> **Exercise requirements**: Update the listing below by changing every "bounding box corners" to "box coordinates" and leaving everything else as it is.

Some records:

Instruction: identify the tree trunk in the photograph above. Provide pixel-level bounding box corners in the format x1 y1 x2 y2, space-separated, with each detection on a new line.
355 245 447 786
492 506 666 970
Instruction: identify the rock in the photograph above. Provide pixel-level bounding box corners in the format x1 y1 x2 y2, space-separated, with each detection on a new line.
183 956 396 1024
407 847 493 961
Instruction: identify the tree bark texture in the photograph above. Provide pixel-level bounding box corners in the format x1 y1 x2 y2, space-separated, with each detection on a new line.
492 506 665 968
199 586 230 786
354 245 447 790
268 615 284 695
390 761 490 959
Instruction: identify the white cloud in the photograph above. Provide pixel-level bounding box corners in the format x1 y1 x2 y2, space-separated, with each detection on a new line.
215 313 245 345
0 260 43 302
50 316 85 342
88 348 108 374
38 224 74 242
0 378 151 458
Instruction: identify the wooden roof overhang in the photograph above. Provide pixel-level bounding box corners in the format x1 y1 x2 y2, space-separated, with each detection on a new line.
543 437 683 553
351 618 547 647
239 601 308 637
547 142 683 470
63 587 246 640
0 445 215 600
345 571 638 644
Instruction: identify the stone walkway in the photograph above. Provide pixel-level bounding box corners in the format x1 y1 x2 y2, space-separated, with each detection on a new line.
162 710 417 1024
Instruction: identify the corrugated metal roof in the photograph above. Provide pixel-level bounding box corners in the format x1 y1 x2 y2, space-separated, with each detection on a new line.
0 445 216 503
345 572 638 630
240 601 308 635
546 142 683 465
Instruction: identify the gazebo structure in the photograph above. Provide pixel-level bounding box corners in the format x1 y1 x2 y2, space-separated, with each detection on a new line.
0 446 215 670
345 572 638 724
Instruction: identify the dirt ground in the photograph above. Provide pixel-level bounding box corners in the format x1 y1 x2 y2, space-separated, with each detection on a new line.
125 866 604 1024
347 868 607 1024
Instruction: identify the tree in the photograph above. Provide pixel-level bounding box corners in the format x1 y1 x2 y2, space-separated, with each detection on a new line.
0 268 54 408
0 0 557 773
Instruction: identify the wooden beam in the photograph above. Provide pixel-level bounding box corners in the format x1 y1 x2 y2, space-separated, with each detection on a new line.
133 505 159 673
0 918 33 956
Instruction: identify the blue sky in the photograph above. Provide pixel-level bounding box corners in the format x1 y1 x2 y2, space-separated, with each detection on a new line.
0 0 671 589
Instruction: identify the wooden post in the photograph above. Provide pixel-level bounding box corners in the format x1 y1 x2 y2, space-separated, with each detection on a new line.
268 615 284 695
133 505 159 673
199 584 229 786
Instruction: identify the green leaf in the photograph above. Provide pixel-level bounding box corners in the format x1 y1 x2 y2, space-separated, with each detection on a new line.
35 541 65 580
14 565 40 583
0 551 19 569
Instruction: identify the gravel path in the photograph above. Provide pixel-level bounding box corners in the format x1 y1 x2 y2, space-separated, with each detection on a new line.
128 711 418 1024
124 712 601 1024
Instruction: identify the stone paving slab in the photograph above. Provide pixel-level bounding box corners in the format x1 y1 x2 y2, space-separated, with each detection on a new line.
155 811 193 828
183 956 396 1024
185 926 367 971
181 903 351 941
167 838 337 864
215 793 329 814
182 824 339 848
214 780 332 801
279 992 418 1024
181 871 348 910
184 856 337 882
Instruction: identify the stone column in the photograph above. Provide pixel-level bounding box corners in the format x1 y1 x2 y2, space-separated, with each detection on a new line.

> **Answer to this exercise**:
Instruction: identify the tree trunk in the photograph above. Provide pixel-level box coordinates in the format x1 y1 x2 y2, space-separated, with each detection on a new line.
355 245 447 786
492 506 666 970
Instruction: identify the rock in the photograph above. Provide pixel-level box coordinates in the format x1 y1 x2 y2, space-separated, with each detection on a new line.
183 956 396 1024
407 847 493 961
Instruction: identify the tree bark texture in the photograph above. Provide pixel-level box coordinates in the format x1 y1 x2 y2, space-separated, with each detection on a new line.
492 506 665 968
199 586 230 786
354 245 447 790
268 615 284 695
390 761 490 959
Instruction: identify the white cloud in the photograph above. Provide pixel-level box coordinates in the format x1 y1 x2 y2, space-separated, with each detection on a new line.
215 313 245 345
0 260 43 302
50 316 85 342
88 348 108 374
38 224 74 242
0 378 151 458
Instruction: identify the wooden roof overhang in the photograph above. Provide pixel-level box coordinates in the format x1 y1 x2 y2, space-separated, with each detection on a new line.
543 437 683 553
351 618 547 647
239 601 308 637
547 142 683 470
63 587 246 640
0 445 215 600
345 571 638 644
Instruction: identify the stone walkway in the photograph above. Provide pixel-level box coordinates in the format x1 y1 x2 y2, space-separated, with each detection on a new line.
162 710 417 1024
Instruction: identify the corrugated metal roof in the photograph above. Provide pixel-level box coordinates in the format x1 y1 x2 y2, space-separated, with each detection on a new line.
0 445 216 503
345 572 638 630
240 601 308 635
546 142 683 465
Instruction: identify the gazebo structure in the photograph above. Provide pixel-level box coordinates in the format x1 y1 x2 y2, space-separated, with each detection on a new line.
0 446 215 670
345 572 638 724
Instruction: identify the dirt ground in the photograph above. Provide pixel-level box coordinates in the format x1 y1 x2 y2, space-separated, with each detection on a new line.
125 866 604 1024
347 868 607 1024
Instruction: identify the tree in the photograph above. Provide pixel-level box coordinates in the format x1 y1 x2 y2, space-separated, with each detection on a new line.
0 268 54 408
0 0 557 773
Instruction: identify the wooden beam in the photograph above. Provide pixel-level box coordinates in the format x1 y1 x2 y2, space-separated, with each detection on a new line.
133 505 159 673
0 918 33 956
Instruction: identify the blue sky in the photograph above. Provide pixel-level box coordinates in the format x1 y1 x2 y2, space-separated, with each detection on a new line.
0 0 671 589
Instruction: identify the wooden post in the photograph above. Provide pixel-level box coordinates in the format x1 y1 x2 y2, space-separated, with each detection on a new line.
268 615 284 695
133 505 159 673
199 584 229 786
Instruction: identify the green leaf in the photograph above. Provide pixel-level box coordinates in the format x1 y1 x2 y2, space-separated, with each detection on a new line.
35 541 65 580
14 565 40 583
0 551 19 569
Instruction: identify the gravel path in the photograph above. Provide pixel-level box coordinates in the format x1 y1 x2 y2, space-separated, with each detection on a new line.
128 711 418 1024
124 712 601 1024
Instruction: identify the stone paving slab in the photograph above. Provide pixel-level box coordinates in the format x1 y1 x2 y2, space-separated, with each detection on a new line.
155 811 193 828
183 956 396 1024
185 926 367 971
181 903 351 941
167 838 337 864
215 793 329 814
182 824 339 848
214 780 332 801
279 992 418 1024
181 871 348 910
184 856 337 882
Instruction: identify the stone column in the photograph above. Provide pixel-level box coordinates in the format x1 y1 x2 y2, space-separated, with each detection on a new line.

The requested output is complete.